▸ **Given problem**
Exact repetition of every entry is required.
* START *
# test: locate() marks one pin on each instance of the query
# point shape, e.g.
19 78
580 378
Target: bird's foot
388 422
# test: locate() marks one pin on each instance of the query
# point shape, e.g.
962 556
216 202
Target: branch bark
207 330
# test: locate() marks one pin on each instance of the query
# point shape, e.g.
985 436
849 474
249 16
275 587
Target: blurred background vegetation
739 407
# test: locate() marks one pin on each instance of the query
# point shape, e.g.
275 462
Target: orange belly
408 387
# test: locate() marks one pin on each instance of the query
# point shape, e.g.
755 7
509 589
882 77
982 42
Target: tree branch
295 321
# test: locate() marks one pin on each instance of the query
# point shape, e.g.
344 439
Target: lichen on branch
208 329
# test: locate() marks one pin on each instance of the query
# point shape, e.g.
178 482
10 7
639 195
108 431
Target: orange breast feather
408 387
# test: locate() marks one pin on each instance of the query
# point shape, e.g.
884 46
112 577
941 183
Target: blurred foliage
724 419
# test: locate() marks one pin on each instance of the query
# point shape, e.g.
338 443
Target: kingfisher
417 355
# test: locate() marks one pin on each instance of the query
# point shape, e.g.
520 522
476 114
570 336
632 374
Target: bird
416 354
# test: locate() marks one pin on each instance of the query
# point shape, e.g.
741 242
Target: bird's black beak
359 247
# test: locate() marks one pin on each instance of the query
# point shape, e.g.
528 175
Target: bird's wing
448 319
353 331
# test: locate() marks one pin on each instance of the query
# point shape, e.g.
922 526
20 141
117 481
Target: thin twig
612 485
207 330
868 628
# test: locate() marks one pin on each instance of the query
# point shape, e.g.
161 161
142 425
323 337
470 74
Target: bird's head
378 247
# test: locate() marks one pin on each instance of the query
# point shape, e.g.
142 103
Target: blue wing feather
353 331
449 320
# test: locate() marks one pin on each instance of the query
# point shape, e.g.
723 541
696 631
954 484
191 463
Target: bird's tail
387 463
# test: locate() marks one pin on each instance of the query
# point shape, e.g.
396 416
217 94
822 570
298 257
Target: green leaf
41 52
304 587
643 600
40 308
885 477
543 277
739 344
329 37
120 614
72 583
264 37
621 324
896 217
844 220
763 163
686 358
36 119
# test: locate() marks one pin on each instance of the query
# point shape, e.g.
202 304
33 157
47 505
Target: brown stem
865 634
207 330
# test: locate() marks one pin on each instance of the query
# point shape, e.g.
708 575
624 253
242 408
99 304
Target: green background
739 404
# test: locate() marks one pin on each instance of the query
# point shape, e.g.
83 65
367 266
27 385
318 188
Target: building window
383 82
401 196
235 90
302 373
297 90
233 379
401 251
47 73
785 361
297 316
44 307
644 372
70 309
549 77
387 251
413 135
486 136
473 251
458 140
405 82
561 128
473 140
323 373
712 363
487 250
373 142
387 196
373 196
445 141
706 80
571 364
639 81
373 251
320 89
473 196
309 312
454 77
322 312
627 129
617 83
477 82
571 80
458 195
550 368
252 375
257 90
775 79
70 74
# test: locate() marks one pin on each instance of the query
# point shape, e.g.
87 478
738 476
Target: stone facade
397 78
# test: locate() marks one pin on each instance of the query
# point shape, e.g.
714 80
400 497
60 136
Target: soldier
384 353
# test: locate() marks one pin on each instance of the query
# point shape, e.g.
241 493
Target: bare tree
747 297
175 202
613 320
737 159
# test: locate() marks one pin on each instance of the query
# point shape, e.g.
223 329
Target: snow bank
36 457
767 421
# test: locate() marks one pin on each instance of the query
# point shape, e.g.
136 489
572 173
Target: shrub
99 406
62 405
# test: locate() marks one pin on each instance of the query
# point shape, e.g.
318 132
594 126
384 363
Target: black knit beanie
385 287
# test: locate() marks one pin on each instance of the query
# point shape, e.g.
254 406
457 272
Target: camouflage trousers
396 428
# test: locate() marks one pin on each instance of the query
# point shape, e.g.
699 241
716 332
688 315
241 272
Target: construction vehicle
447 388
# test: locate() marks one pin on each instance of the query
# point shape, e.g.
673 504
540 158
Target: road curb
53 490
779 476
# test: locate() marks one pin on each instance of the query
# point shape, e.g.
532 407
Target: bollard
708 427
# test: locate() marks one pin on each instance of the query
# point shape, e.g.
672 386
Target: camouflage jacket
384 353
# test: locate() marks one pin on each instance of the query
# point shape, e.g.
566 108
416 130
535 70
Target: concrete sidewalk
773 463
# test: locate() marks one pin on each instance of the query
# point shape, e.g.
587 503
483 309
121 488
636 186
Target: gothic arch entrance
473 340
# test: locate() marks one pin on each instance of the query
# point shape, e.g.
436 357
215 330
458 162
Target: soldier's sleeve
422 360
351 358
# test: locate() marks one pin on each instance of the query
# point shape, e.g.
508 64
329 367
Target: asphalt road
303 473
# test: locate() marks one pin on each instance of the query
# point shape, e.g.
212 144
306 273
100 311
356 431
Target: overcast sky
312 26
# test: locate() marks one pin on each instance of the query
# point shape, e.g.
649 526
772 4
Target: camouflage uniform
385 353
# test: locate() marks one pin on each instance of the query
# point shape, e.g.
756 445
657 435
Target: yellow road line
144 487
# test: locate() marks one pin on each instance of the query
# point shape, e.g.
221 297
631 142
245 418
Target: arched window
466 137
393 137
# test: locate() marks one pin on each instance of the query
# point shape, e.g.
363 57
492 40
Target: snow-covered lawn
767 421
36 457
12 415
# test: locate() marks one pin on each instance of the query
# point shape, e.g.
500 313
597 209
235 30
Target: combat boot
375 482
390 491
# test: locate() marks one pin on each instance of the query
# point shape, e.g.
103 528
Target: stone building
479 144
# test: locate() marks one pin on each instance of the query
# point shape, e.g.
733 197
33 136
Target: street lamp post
* END *
▸ **Correct answer**
# test: locate() marks one pin on each instance of the query
# point shape, e.g.
19 78
580 378
Target: bird's foot
388 422
# test: locate() marks one pin on each instance of the query
# point shape, e.g.
962 556
216 202
Target: branch bark
207 330
# test: locate() marks one pin on each instance of the query
# point shape, e.g.
985 436
849 474
249 16
275 587
Target: blurred background vegetation
739 407
# test: locate() marks one pin on each instance of the query
# point shape, e.g.
275 462
Target: orange belly
408 387
# test: locate() marks one pin on each instance of the query
# point shape, e.g.
755 7
509 589
882 77
982 42
Target: tree branch
295 321
# test: locate() marks one pin on each instance of the query
# point shape, e.g.
344 439
Target: lichen on branch
208 329
# test: locate() marks one pin on each instance of the query
# point shape, e.g.
178 482
10 7
639 195
108 431
Target: orange breast feather
408 387
# test: locate() marks one pin on each instance of the query
# point shape, e.g.
884 46
112 577
941 183
Target: blurred foliage
724 419
# test: locate() marks one pin on each instance of the query
# point shape, e.g.
338 443
Target: kingfisher
417 355
# test: locate() marks one pin on each instance of the query
# point shape, e.g.
520 522
476 114
570 336
632 374
Target: bird
416 354
# test: locate() marks one pin on each instance of the query
# point shape, e.g.
741 242
Target: bird's black beak
359 247
# test: locate() marks one pin on each instance of the query
# point shape, e.g.
528 175
Target: bird's wing
448 319
353 331
# test: locate() marks one pin on each instance of the query
# point shape, e.g.
922 526
20 141
117 481
Target: thin twig
612 485
207 330
868 628
# test: locate() marks one pin on each instance of the query
# point shape, e.g.
161 161
142 425
323 337
470 74
Target: bird's head
378 247
# test: locate() marks one pin on each instance of the query
# point shape, e.g.
142 103
Target: blue wing feather
353 331
449 320
# test: locate() marks one pin on each instance of the query
# point shape, e.g.
723 541
696 631
954 484
191 463
Target: bird's tail
387 463
# test: locate() marks one pin on each instance of the query
# point shape, e.g.
396 416
217 94
822 570
298 257
Target: green leaf
41 52
304 587
643 600
40 308
885 477
543 277
739 344
329 37
120 614
72 583
264 37
621 324
896 217
844 220
763 163
686 358
36 119
# test: locate() marks one pin on each instance of the query
# point shape, e.g.
202 304
33 157
47 505
Target: brown stem
865 634
207 330
# test: locate() marks one pin on each instance of the query
# point shape, e.g.
708 575
624 253
242 408
99 304
Target: green background
739 404
# test: locate() marks one pin on each instance of the query
# point shape, e.g.
83 65
367 266
27 385
318 188
Target: building window
383 82
401 196
235 90
302 373
297 90
233 379
401 251
47 73
785 361
297 316
44 307
644 372
70 309
549 77
387 251
413 135
486 136
473 251
458 140
405 82
561 128
473 140
323 373
712 363
487 250
373 142
387 196
373 196
445 141
706 80
571 364
639 81
373 251
320 89
473 196
309 312
454 77
322 312
627 129
617 83
477 82
571 80
458 195
550 368
252 375
257 90
775 79
70 74
# test: locate() marks one pin on each instance of the query
# point shape, e.g.
87 478
738 476
Target: stone facade
397 78
# test: locate() marks one pin on each instance of the query
# point shape, e.g.
714 80
400 497
60 136
Target: soldier
384 353
# test: locate() marks one pin on each instance of the query
# point shape, e.g.
241 493
Target: bare tree
747 297
175 202
613 320
737 159
# test: locate() marks one pin on each instance of the query
# point shape, e.g.
223 329
Target: snow bank
36 457
767 421
# test: locate() marks one pin on each instance of the query
# point shape, e.g.
136 489
572 173
Target: shrub
99 406
62 405
# test: locate() marks one pin on each instance of the query
# point shape, e.g.
318 132
594 126
384 363
Target: black knit beanie
385 287
# test: locate() marks one pin on each instance of the query
# point shape, e.g.
254 406
457 272
Target: camouflage trousers
396 428
# test: locate() marks one pin on each instance of the query
# point shape, e.g.
699 241
716 332
688 315
241 272
Target: construction vehicle
447 388
# test: locate() marks one pin on each instance of the query
# point shape, e.g.
673 504
540 158
Target: road curb
53 490
779 476
# test: locate() marks one pin on each instance of the query
# point shape, e.g.
532 407
Target: bollard
708 427
# test: locate() marks one pin on each instance of the query
# point shape, e.g.
672 386
Target: camouflage jacket
384 353
# test: locate() marks one pin on each instance of the query
# point shape, e.g.
566 108
416 130
535 70
Target: concrete sidewalk
773 463
# test: locate() marks one pin on each instance of the query
# point shape, e.g.
587 503
483 309
121 488
636 186
Target: gothic arch entrance
473 340
# test: locate() marks one pin on each instance of the query
# point shape, e.g.
436 357
215 330
458 162
Target: soldier's sleeve
422 360
351 358
# test: locate() marks one pin on each instance of the query
# point shape, e.g.
508 64
329 367
Target: asphalt road
303 473
# test: locate() marks one pin on each instance of the query
# point shape, e.g.
212 144
306 273
100 311
356 431
Target: overcast sky
312 26
# test: locate() marks one pin on each instance of the query
# point shape, e.g.
649 526
772 4
Target: camouflage uniform
385 353
# test: locate() marks one pin on each instance of the query
# point shape, e.g.
756 445
657 435
Target: yellow road line
144 487
# test: locate() marks one pin on each instance of the query
# point shape, e.g.
221 297
631 142
245 418
Target: arched window
466 137
393 137
# test: locate() marks one pin on each instance of the query
# point shape, e.g.
363 57
492 40
Target: snow-covered lawn
767 421
36 457
12 415
# test: locate() marks one pin on each instance of the query
# point shape, e.g.
500 313
597 209
235 30
Target: combat boot
375 482
390 491
# test: locate() marks one pin on each instance of the query
# point shape, e.g.
103 528
Target: stone building
479 144
# test: locate() marks one pin on each instance of the query
# point shape, e.g.
733 197
33 136
Target: street lamp post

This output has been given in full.